In [1]:
import numpy as np
import os, sys
import importlib
from tqdm.notebook import tqdm, trange
import pandas as pd

import torch
DEVICE = "cuda" if torch.cuda.is_available() else "cpu"

from SimilarityVLM import SimilarityVLM
from dataset.dataset import FewShotTaskDataset, SequentialVideoDataset, SequentialCategoryNameDataset
from FewShotClassifier import FewShotClassifier

## Test Parameters

### Choose VLM to Test

Note, this notebook must be run using the corresponding conda environment

In [2]:
VLM = importlib.import_module("VT-TWINS.wrapper").VTTWINS_SimilarityVLM

### Choose Dataset to Test

In [3]:
DATASET_SPLIT_PATH = "/home/datasets/kinetics_100_split/test.txt"

### Choose Few-Shot Task Parameters

In [4]:
N_WAY = 5                       # Number of categories to choose between in each task
N_SUPPORT = 10                  # Number of example videos per category per task
N_QUERY = 1                     # Number of test videos per category per task
N_EPISODES = 1000               # Number of few-shot tasks sampled in one iteration of the dataset

## VLM Setup

### Load VLM and Few-Shot Classifier

In [5]:
vlm = VLM(reset_cache=False)
classifier = FewShotClassifier(vlm, metric=None)

### Fill the Cache

In [6]:
video_dataset = SequentialVideoDataset(DATASET_SPLIT_PATH)

try:
    for vid_path in tqdm(video_dataset):
        if vid_path not in vlm.embed_cache:
            vlm.get_video_embeds(vid_path)
except KeyboardInterrupt:
    pass
finally:
    vlm.save_cache()

▸ **TO DO**:
[1] Rewrite the part of the notebook that begins at "### Choose Few-Shot" and stops after "vlm = VLM(reset_cache=False)", replacing "example videos" with "support videos".
[2] List every variable name defined in the notebook's cell under the heading "Choose Few-Shot Task Parameters".
[3] According to the notebook, how many few-shot tasks are sampled in one iteration of the dataset?

▸ **ENTRIES PROVIDED**:
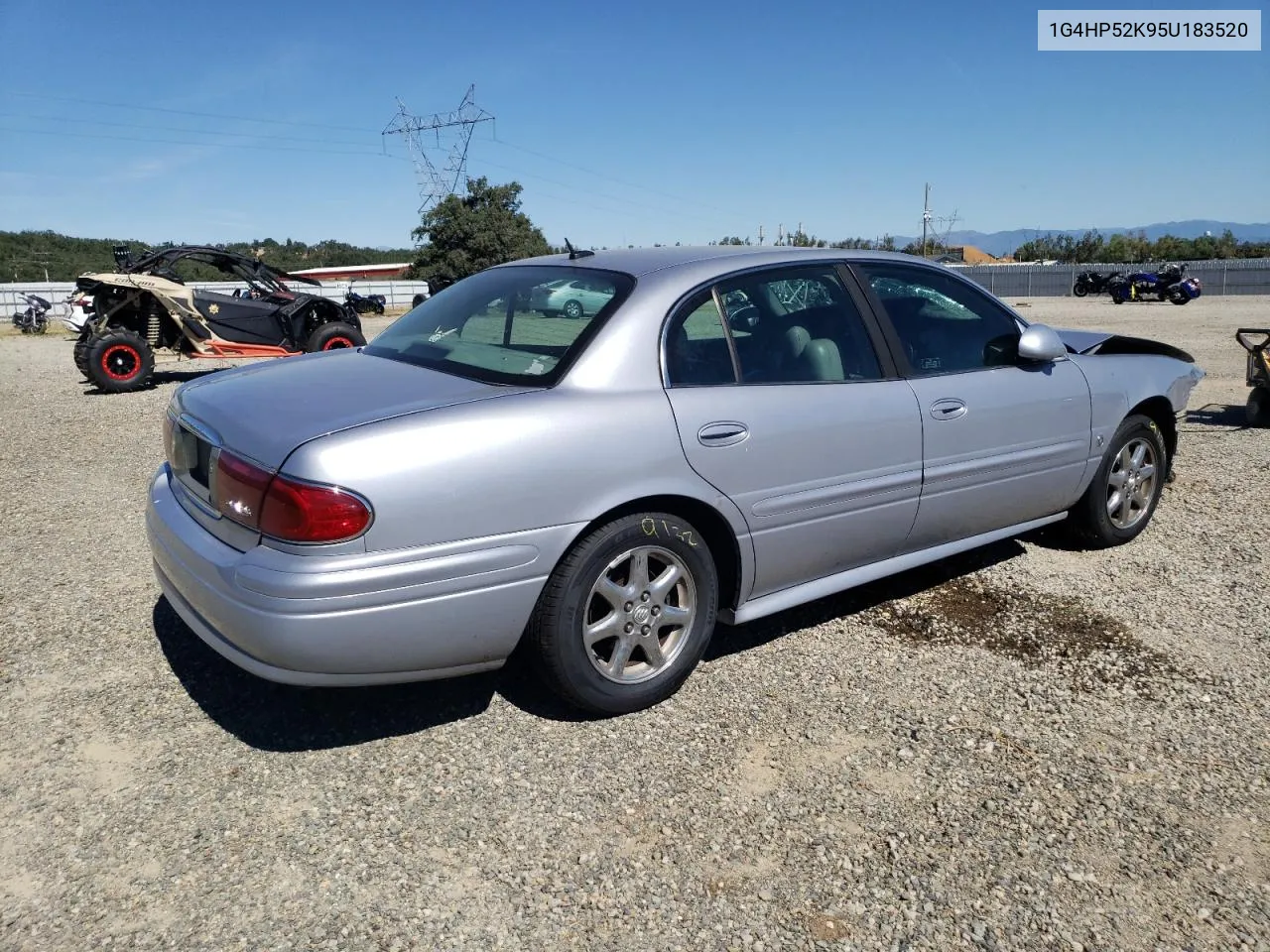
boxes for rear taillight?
[212,450,371,543]
[212,450,273,530]
[260,476,371,542]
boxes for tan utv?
[75,245,366,394]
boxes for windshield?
[364,266,635,386]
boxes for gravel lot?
[0,298,1270,952]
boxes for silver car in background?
[147,248,1203,715]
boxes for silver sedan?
[147,248,1203,713]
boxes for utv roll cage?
[113,245,321,294]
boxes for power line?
[381,83,494,214]
[0,113,381,146]
[475,159,715,229]
[0,127,405,162]
[9,91,377,135]
[0,91,731,228]
[490,136,730,214]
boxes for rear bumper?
[146,466,572,685]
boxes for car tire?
[1243,387,1270,426]
[87,327,155,394]
[1067,414,1170,548]
[305,321,366,354]
[526,512,718,716]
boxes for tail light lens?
[260,476,371,542]
[212,450,371,543]
[212,449,273,530]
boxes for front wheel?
[305,321,366,354]
[1067,414,1169,548]
[527,513,718,715]
[75,323,92,380]
[1243,387,1270,426]
[86,329,155,394]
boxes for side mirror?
[1019,323,1067,363]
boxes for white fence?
[0,281,428,322]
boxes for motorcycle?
[1107,264,1203,304]
[13,291,54,334]
[344,289,387,313]
[1072,272,1124,298]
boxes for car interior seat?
[785,325,847,381]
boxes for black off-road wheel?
[1243,387,1270,426]
[305,321,366,354]
[526,513,718,716]
[75,325,92,380]
[1067,414,1170,548]
[87,329,155,394]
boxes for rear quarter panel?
[282,389,744,552]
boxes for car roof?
[498,245,930,278]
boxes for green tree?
[412,176,552,283]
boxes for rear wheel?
[1243,387,1270,426]
[86,329,155,394]
[305,321,366,354]
[1067,414,1169,548]
[527,513,718,715]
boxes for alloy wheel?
[581,545,698,684]
[1107,436,1157,530]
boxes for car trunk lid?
[168,349,531,549]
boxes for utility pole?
[922,181,931,258]
[380,83,494,214]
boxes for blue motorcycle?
[1107,264,1203,304]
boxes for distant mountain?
[895,218,1270,258]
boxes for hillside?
[0,231,416,282]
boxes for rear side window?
[666,291,736,387]
[364,266,635,386]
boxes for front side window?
[857,264,1020,376]
[364,266,635,386]
[717,264,881,384]
[667,263,881,386]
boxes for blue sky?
[0,0,1270,246]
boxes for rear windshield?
[364,266,635,386]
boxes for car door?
[853,263,1092,549]
[664,263,922,598]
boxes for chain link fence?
[949,258,1270,298]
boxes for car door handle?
[698,420,749,447]
[931,398,966,420]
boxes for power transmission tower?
[922,181,961,258]
[381,83,494,214]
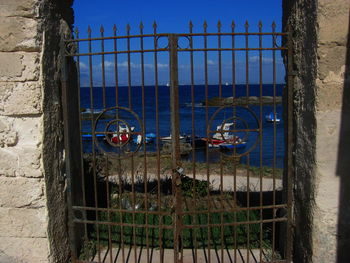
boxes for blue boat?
[81,133,105,140]
[219,142,246,150]
[265,112,281,122]
[133,133,157,144]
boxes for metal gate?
[62,22,292,262]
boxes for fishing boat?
[209,122,246,150]
[219,136,247,150]
[186,135,207,149]
[265,112,281,122]
[81,133,105,140]
[160,135,186,143]
[219,142,246,150]
[111,125,135,144]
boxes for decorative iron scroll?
[207,105,261,157]
[93,107,144,159]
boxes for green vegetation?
[92,204,266,248]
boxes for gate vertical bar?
[283,28,295,262]
[60,36,77,262]
[168,34,182,263]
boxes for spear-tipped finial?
[271,21,276,31]
[203,20,208,31]
[74,27,79,36]
[231,20,236,29]
[217,20,221,31]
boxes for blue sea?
[80,84,285,168]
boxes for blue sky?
[73,0,284,85]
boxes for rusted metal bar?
[168,34,182,263]
[66,32,288,42]
[139,22,150,263]
[88,26,101,261]
[153,22,164,263]
[259,21,263,262]
[272,22,277,260]
[203,21,211,263]
[67,47,287,57]
[286,27,295,262]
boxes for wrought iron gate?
[62,22,292,262]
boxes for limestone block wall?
[283,0,350,263]
[0,0,72,263]
[313,0,350,262]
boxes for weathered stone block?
[318,0,350,46]
[318,46,346,80]
[0,52,40,81]
[0,82,42,116]
[0,16,40,51]
[0,146,43,177]
[0,237,49,263]
[0,116,42,148]
[0,208,47,238]
[0,118,18,147]
[13,117,42,147]
[316,80,344,111]
[0,0,38,17]
[0,176,45,208]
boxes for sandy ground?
[93,248,276,263]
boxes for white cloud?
[207,59,216,65]
[79,61,88,71]
[249,56,282,64]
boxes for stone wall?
[0,0,72,263]
[284,0,350,263]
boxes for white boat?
[213,122,234,140]
[160,135,186,142]
[265,112,281,122]
[111,124,135,144]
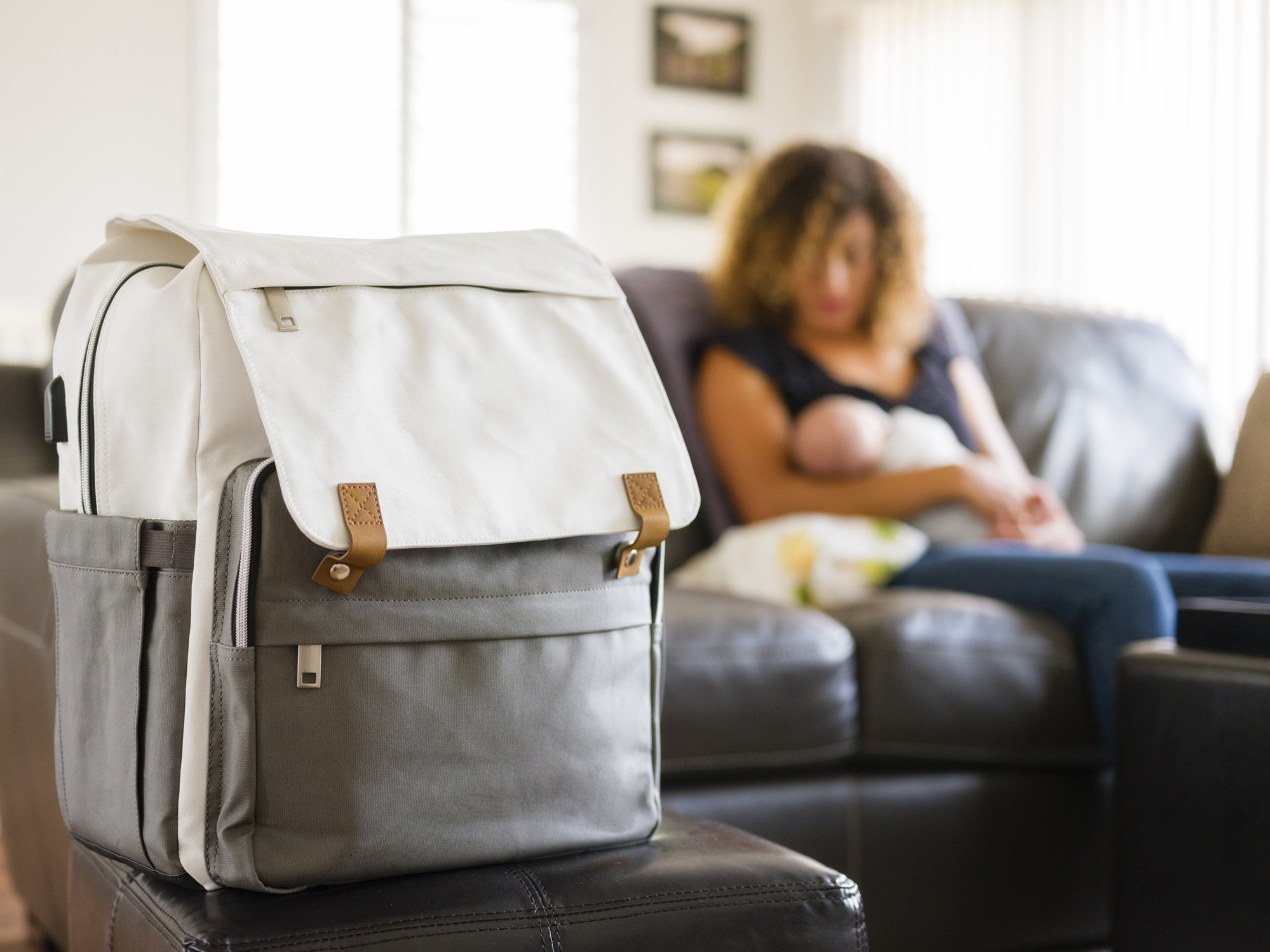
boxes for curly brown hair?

▸ **REPLIES**:
[1]
### Choose Few-Shot Task Parameters

In [4]:
N_WAY = 5                       # Number of categories to choose between in each task
N_SUPPORT = 10                  # Number of support videos per category per task
N_QUERY = 1                     # Number of test videos per category per task
N_EPISODES = 1000               # Number of few-shot tasks sampled in one iteration of the dataset

## VLM Setup

### Load VLM and Few-Shot Classifier

In [5]:
vlm = VLM(reset_cache=False)

[2] N_WAY, N_SUPPORT, N_QUERY, N_EPISODES

[3] 1000